TASK BRIEF: Show every line of the data that contains the string "kind".
__________
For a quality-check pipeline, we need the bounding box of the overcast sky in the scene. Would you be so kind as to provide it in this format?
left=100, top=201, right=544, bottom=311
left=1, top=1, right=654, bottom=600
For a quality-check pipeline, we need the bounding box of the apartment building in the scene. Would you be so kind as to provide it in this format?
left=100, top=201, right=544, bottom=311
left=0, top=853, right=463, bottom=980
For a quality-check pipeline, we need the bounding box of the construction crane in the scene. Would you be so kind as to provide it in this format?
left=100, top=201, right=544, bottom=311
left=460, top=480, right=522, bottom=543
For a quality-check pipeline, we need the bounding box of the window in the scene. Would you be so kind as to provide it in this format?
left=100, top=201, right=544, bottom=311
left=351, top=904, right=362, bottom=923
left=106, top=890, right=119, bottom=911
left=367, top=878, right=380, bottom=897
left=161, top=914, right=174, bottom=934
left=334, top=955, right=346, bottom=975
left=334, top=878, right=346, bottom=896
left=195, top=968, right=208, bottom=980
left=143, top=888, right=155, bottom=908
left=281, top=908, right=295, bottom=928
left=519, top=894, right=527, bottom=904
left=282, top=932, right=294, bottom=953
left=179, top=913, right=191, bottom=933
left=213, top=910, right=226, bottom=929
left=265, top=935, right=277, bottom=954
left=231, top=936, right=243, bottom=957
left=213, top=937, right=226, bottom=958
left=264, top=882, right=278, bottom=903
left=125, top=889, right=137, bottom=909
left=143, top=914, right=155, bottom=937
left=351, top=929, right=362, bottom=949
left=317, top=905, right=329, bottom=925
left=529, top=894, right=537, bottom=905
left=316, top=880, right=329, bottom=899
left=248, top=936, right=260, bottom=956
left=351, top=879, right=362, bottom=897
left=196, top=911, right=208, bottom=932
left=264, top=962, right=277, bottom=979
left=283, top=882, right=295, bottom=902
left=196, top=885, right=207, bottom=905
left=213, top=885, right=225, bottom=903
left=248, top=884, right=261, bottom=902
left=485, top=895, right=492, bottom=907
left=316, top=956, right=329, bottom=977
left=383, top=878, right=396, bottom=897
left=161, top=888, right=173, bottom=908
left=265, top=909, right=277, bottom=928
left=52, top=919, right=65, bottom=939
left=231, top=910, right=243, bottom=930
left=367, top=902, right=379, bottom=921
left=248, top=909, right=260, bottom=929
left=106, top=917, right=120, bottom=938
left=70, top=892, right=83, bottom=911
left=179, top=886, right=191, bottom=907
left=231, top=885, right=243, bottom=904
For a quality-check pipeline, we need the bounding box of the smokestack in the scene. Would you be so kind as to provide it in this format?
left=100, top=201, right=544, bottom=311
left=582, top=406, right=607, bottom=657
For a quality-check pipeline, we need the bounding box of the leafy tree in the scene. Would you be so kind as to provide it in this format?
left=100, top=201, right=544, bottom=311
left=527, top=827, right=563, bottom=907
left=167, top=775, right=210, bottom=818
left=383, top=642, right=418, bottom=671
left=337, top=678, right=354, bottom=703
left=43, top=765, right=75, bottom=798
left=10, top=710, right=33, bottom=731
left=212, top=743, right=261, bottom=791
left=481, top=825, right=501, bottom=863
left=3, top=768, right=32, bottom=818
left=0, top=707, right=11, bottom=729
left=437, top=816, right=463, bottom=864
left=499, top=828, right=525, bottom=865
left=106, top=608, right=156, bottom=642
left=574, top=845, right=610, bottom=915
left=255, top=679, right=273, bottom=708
__________
RESPONSE TO THIS TASK:
For a quality-check pipeline, we need the bounding box of the overcast sky in the scene. Would you be so kind as to provide it in this format?
For a quality-check pipeline, we need the bounding box of the apartment building in the scene. Would you be so kind as to provide it in this format?
For a quality-check pipeline, we need the bounding box of the construction crane in the scene. Would you be so kind as to provide it in this format?
For a quality-check pipeline, we need the bounding box of the window in the scene. Would you be so kind as to provide it in this format?
For a quality-check pipeline, we need the bounding box of the smokestack in the scene. Would you be so kind as to provide it in this format?
For a quality-check pipeline, we need the bounding box of the leafy tree in the scene. Would you be so kind as to provide it in this format?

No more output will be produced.